## Verilen görevler
1/ Aşağıdaki ifade özgürlüğü yazısına göre şu soruları yanıtlayın:
(a) Anayasa'ya inanılırsa hangi özgürlükler mevcuttur?
(b) Yazar, hangi yasak ile cezaların kaldırılmasından yana olduğunu söylüyor?
(c) Bazı gazeteciler sansüre maruz kaldıklarını yazabilmek için ne kadar bekler?
2/ Aşağıdaki ifade özgürlüğü yazısında "Anayasa'ya inanırsanız..." sözlerinden "bir mesele değil." sözlerine kadar uzanan bölümü olduğu gibi yazın.

## Alıntı
☆ ☆ ☆ ☆ ☆ ☆ ☆

Anayasa'ya inanırsanız...
Düşünce ve ifade... Basın... Örgütlenme gibi "özgürlükler" mevcut.
İzleyenler bilir...
Ben, şahsen, kendim...
"301" gibi yasak ile cezaların kaldırılmasından yanayım... Lakin, bir tek orada kalmamaktayım.
Israrla demekteyim ki...
"Düşünce ve ifade özgürlüğü"nü (iyi bir iş yaparak) çok savunan nice gazetecinin, belli konularda asla "düşünce, düşünme, ifade, yazma, basma, basın, iletişim özgürlükleri" filan yok.
Kimi bunu dert etmez; kimi dertlenir de mesele edemez; kimi de bunu bize açıklamak, sansüre maruz kaldığını yazabilmek için yıllarca bekler.
Kimileri, bazı konularda en sert, en cesur, en özgür yazıları yazar da, bazı konularda kalem, klavye, kıl, tüy oynatmaz!
Aynı şekilde, memlekette (tabii dünyada da) "ifade özgürlüğü" meselesi sadece yazanlara, yazarlara, çizerlere, akademisyenlere, orta yerde konuşma imkanı olanlara ait bir mesele değil.

☆ ☆ ☆ ☆ ☆ ☆ ☆

## Kayıtlı satırlar

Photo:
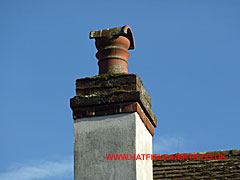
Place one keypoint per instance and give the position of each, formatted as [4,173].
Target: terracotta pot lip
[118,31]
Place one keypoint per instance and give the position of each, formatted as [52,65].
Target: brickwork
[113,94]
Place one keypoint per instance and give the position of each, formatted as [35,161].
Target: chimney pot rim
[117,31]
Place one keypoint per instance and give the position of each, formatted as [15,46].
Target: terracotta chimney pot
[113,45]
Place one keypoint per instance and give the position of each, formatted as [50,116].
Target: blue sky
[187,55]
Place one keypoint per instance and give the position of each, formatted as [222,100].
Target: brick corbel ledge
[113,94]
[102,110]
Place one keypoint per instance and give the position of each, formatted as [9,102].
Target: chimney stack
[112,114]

☆ ☆ ☆ ☆ ☆ ☆ ☆

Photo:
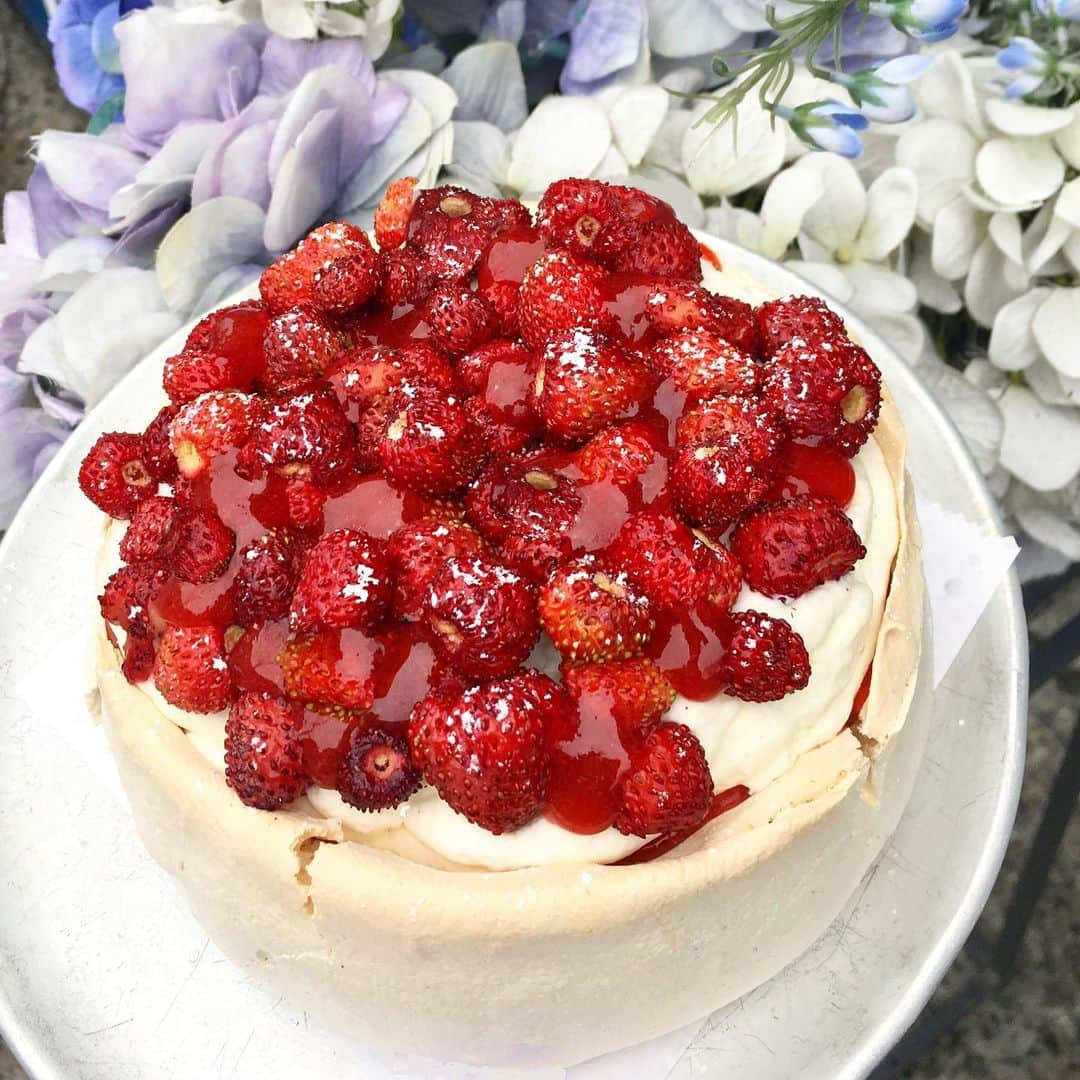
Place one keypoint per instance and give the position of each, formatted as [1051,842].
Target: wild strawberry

☆ ☆ ☆ ☆ ☆ ☆ ☆

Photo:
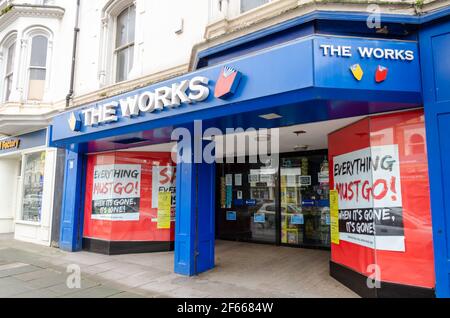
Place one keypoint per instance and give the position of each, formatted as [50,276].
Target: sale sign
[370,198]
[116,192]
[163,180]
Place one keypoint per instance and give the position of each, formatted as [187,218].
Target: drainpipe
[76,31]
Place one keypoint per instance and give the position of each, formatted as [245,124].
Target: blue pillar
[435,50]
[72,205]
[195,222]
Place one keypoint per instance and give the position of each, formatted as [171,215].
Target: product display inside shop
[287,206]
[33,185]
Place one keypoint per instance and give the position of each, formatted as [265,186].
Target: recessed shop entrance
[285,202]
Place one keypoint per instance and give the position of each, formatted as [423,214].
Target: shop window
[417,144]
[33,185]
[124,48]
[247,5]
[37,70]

☆ ☆ ☆ ☆ ☆ ☆ ☆

## Görevlere göre yanıtlar
1/
(a) Düşünce ve ifade, basın ve örgütlenme özgürlükleri.
(b) "301" gibi yasak ile cezaların kaldırılmasından yanadır.
(c) Yıllarca bekler.

2/
Anayasa'ya inanırsanız...
Düşünce ve ifade... Basın... Örgütlenme gibi "özgürlükler" mevcut.
İzleyenler bilir...
Ben, şahsen, kendim...
"301" gibi yasak ile cezaların kaldırılmasından yanayım... Lakin, bir tek orada kalmamaktayım.
Israrla demekteyim ki...
"Düşünce ve ifade özgürlüğü"nü (iyi bir iş yaparak) çok savunan nice gazetecinin, belli konularda asla "düşünce, düşünme, ifade, yazma, basma, basın, iletişim özgürlükleri" filan yok.
Kimi bunu dert etmez; kimi dertlenir de mesele edemez; kimi de bunu bize açıklamak, sansüre maruz kaldığını yazabilmek için yıllarca bekler.
Kimileri, bazı konularda en sert, en cesur, en özgür yazıları yazar da, bazı konularda kalem, klavye, kıl, tüy oynatmaz!
Aynı şekilde, memlekette (tabii dünyada da) "ifade özgürlüğü" meselesi sadece yazanlara, yazarlara, çizerlere, akademisyenlere, orta yerde konuşma imkanı olanlara ait bir mesele değil.